» **WHAT IS REQUIRED**: Rewrite the material from the line containing "blanket in the photo above." through the line containing "pixel 418 320", both lines included, as a two-column CSV with the headers text and answer. Put each value in its own quoted field and replace line breaks with spaces.

» **THE DATA**:
○ ○ ○ ○
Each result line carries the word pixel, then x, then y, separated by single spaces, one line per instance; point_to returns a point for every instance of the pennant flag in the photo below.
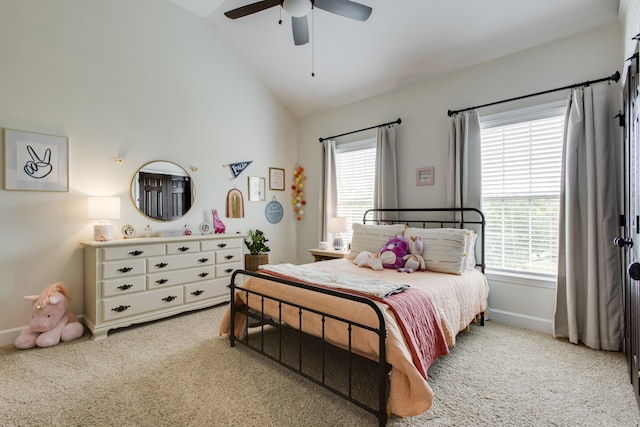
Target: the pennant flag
pixel 237 168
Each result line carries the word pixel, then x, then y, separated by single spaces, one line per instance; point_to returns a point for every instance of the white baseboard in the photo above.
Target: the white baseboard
pixel 521 321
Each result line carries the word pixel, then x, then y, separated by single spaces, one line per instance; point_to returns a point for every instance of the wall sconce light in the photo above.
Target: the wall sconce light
pixel 338 225
pixel 103 209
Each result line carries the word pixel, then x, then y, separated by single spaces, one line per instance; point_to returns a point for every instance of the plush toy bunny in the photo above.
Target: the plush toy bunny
pixel 393 252
pixel 51 320
pixel 413 260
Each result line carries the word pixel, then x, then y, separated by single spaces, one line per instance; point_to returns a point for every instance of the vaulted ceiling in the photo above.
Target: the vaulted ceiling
pixel 402 42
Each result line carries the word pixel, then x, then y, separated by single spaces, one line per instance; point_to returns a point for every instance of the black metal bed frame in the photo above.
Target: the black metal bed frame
pixel 258 318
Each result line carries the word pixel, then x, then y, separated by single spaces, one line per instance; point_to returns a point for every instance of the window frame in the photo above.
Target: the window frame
pixel 504 118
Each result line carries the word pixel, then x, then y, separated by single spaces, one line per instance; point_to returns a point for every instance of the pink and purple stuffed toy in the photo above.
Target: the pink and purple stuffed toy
pixel 51 320
pixel 393 252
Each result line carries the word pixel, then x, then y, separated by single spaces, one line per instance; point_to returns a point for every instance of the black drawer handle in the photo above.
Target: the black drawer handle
pixel 121 308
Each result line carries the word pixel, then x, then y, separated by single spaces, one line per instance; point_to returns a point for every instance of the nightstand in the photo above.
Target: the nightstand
pixel 326 254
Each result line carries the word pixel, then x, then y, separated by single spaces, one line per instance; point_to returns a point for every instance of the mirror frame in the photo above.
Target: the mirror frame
pixel 171 169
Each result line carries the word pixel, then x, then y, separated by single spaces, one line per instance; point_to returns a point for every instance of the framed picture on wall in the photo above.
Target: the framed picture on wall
pixel 276 179
pixel 35 161
pixel 256 188
pixel 424 176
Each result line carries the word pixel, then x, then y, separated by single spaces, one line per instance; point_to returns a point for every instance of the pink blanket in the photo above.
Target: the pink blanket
pixel 418 320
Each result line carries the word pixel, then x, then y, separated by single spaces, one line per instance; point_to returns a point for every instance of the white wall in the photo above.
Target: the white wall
pixel 422 137
pixel 144 80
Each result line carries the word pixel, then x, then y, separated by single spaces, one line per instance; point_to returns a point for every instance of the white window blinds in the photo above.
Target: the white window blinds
pixel 521 165
pixel 355 164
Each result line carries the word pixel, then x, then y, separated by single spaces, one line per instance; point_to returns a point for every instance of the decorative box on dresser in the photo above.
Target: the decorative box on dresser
pixel 137 280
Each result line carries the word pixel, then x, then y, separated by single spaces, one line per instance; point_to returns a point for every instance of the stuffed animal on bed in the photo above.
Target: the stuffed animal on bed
pixel 393 252
pixel 51 320
pixel 368 259
pixel 413 260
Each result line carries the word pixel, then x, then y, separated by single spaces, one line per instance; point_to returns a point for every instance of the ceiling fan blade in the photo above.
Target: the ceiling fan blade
pixel 300 28
pixel 251 8
pixel 345 8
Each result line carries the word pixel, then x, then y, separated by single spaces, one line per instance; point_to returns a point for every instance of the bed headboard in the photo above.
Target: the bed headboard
pixel 467 218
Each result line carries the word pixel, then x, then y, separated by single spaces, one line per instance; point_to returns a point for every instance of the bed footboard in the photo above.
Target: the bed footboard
pixel 288 345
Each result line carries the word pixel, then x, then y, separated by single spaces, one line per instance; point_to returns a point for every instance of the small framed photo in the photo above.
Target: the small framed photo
pixel 35 161
pixel 276 179
pixel 256 188
pixel 424 176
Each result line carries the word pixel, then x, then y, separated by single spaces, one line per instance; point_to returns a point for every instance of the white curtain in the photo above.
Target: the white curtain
pixel 386 186
pixel 589 307
pixel 329 193
pixel 464 180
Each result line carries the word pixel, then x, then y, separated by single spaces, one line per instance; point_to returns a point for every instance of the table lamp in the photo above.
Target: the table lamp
pixel 338 225
pixel 103 209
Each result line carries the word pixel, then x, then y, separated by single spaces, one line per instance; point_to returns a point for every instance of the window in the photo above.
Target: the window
pixel 521 165
pixel 355 166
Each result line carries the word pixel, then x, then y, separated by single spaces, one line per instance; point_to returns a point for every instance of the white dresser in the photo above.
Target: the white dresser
pixel 138 280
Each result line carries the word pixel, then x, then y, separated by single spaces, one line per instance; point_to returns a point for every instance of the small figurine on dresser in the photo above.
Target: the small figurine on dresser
pixel 218 225
pixel 51 320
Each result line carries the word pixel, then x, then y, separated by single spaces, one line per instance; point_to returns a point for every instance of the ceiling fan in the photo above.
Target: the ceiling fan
pixel 298 9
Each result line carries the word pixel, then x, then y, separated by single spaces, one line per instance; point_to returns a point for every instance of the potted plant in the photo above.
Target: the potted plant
pixel 256 244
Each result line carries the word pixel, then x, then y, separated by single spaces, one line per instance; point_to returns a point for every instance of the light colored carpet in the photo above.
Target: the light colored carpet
pixel 179 372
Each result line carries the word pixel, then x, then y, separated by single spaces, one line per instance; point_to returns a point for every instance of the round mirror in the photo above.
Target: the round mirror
pixel 162 191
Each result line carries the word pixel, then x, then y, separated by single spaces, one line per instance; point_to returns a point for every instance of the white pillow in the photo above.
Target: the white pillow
pixel 444 248
pixel 372 238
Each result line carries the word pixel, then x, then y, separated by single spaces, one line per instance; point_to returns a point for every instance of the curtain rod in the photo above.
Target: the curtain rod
pixel 397 122
pixel 614 77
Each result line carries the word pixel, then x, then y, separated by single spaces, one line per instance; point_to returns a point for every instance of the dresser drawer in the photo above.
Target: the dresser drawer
pixel 183 247
pixel 225 270
pixel 123 268
pixel 175 262
pixel 206 289
pixel 138 251
pixel 123 286
pixel 176 277
pixel 129 305
pixel 228 255
pixel 208 245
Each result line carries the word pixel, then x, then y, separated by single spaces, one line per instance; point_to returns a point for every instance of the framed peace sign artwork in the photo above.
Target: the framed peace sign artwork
pixel 35 161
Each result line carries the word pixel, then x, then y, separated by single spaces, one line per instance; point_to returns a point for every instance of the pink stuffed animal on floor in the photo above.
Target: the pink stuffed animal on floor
pixel 51 320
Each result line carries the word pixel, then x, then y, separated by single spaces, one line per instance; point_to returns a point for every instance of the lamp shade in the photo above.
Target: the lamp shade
pixel 104 207
pixel 297 8
pixel 338 225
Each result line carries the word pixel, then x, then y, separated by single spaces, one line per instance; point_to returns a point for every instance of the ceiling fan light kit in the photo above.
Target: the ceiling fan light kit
pixel 297 8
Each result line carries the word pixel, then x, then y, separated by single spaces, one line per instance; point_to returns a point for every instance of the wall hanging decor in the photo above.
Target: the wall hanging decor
pixel 273 211
pixel 276 179
pixel 218 225
pixel 424 176
pixel 235 204
pixel 297 192
pixel 237 168
pixel 256 189
pixel 35 161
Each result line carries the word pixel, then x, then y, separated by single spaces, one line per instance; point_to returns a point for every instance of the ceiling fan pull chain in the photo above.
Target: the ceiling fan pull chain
pixel 313 41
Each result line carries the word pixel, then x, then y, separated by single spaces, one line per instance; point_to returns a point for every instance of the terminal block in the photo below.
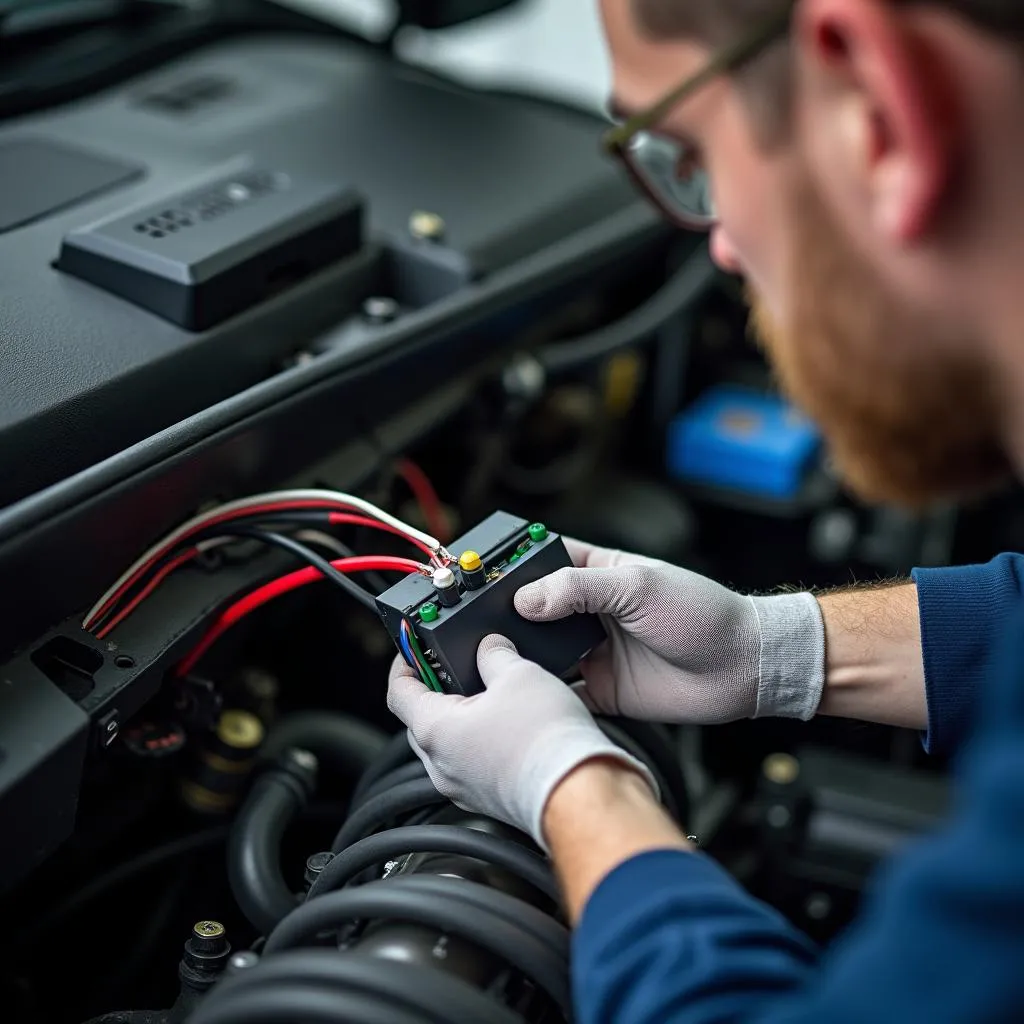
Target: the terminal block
pixel 473 597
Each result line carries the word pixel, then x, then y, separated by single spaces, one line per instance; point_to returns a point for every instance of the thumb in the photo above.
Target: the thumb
pixel 570 592
pixel 411 701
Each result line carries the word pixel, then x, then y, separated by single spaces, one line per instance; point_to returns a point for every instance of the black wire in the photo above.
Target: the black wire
pixel 298 516
pixel 307 555
pixel 435 839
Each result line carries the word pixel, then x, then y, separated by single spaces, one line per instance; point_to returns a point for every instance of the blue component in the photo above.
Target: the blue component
pixel 738 438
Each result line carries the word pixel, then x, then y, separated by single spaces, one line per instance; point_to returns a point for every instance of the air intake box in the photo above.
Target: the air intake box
pixel 218 248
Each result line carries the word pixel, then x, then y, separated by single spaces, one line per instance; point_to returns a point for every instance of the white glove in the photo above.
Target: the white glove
pixel 502 752
pixel 683 648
○ ○ ○ ○
» **RESULT OF THE TASK**:
text,answer
"Each result line carries the word pixel, then x, then y, separated by single spaces, one line per instance; point_to returns a point for every instance of the pink blanket in the photo above. Target: the pink blanket","pixel 418 320"